START TEXT
Re: [BUGS] BUG #6748: sequence value may be conflict in some cases

From: Tom Lane <tgl(at)sss(dot)pgh(dot)pa(dot)us>
To: pgsql-hackers(at)postgreSQL(dot)org
Subject: Re: [BUGS] BUG #6748: sequence value may be conflict in some cases
Date: 2012-07-25 01:21:06
Message-ID: 9025.1343179266@sss.pgh.pa.us
Views: Raw Message | Whole Thread | Download mbox | Resend email
Thread:
Lists: pgsql-bugs pgsql-hackers

I wrote:
> The tuple in buffers has log_cnt = 1, is_called = false, but the initial
> XLOG_SEQ_LOG record shows log_cnt = 0, is_called = true. So if we crash
> at this point, after recovery it looks like one nextval() has already
> been done. However, AlterSequence generates another XLOG_SEQ_LOG record
> based on what's in shared buffers, so after replay of that, we're back
> to the "original" state where it does not appear that any nextval() has
> been done.

> I'm of the opinion that this kluge needs to be removed; it's just insane
> that we're not logging the same state we leave in our buffers.

Attached is a WIP patch for that. I had to leave nextval() logging
a different state from what it puts into buffers, since without that
we can't have the optimization of one-WAL-record-per-N-nextval-calls,
which seems worth preserving. But I was able to get rid of the other
routines' doing it. I think it's all right for nextval to do it because
the only difference between what it logs and what it leaves in the
buffer is that last_value is advanced and log_cnt is zero; in particular
there is not a difference in is_called state.

For awhile I was convinced that nextval() was broken in another way,
because it does MarkBufferDirty() before changing the buffer contents,
which sure *looks* wrong; what if a checkpoint writes the
not-yet-modified buffer contents and then clears the dirty bit?
However, I now think this is safe because we hold the buffer content
lock exclusively until we've finished making the changes. A checkpoint
might observe the dirty bit set and attempt to write the page, but it
will block trying to get shared buffer content lock until we complete
the changes. So that should be all right, and I've added some comments
to explain it, but if anyone thinks it's wrong speak up!
END TEXT
Rewrite everything in the sequence bug post from "For awhile I" down to "wrong speak up!", swapping each "dirty bit" for "dirty flag".
START INFORMATION
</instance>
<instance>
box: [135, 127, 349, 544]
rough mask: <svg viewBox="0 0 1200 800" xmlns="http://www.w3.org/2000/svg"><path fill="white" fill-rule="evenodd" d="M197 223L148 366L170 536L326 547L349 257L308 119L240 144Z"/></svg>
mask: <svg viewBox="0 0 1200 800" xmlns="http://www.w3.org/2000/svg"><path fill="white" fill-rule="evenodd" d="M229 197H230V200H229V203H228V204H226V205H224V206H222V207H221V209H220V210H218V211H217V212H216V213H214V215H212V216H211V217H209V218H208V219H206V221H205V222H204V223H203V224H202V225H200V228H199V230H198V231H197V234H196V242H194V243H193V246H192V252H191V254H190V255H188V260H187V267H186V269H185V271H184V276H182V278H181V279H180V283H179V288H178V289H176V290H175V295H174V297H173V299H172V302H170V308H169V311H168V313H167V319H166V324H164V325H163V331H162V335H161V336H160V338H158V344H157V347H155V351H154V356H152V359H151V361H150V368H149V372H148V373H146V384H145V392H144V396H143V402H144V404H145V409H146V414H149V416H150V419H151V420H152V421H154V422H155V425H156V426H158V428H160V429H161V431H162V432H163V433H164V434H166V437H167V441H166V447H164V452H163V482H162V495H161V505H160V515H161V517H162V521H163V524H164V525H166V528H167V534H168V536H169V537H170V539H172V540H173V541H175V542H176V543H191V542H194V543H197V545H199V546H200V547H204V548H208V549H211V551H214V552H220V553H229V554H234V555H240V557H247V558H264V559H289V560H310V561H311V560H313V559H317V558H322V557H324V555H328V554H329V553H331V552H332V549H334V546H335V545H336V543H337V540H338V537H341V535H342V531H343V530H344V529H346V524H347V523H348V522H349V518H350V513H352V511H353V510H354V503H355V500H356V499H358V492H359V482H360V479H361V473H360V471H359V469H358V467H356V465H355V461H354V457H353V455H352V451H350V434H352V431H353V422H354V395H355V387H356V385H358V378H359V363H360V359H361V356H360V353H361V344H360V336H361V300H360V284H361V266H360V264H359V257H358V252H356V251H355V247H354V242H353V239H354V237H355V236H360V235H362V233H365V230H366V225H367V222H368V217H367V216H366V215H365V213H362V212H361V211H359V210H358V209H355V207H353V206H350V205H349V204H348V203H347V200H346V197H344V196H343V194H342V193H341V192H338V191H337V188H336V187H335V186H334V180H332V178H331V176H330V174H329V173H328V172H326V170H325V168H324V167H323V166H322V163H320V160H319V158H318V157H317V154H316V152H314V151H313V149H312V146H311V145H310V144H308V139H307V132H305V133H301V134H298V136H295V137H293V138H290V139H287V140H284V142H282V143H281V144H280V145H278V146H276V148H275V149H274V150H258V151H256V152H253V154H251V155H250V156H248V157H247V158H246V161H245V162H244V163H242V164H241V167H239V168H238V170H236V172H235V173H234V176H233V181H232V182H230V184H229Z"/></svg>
END INFORMATION
• _EXERCISE OUTPUT_
For awhile I was convinced that nextval() was broken in another way,
because it does MarkBufferDirty() before changing the buffer contents,
which sure *looks* wrong; what if a checkpoint writes the
not-yet-modified buffer contents and then clears the dirty flag?
However, I now think this is safe because we hold the buffer content
lock exclusively until we've finished making the changes. A checkpoint
might observe the dirty flag set and attempt to write the page, but it
will block trying to get shared buffer content lock until we complete
the changes. So that should be all right, and I've added some comments
to explain it, but if anyone thinks it's wrong speak up!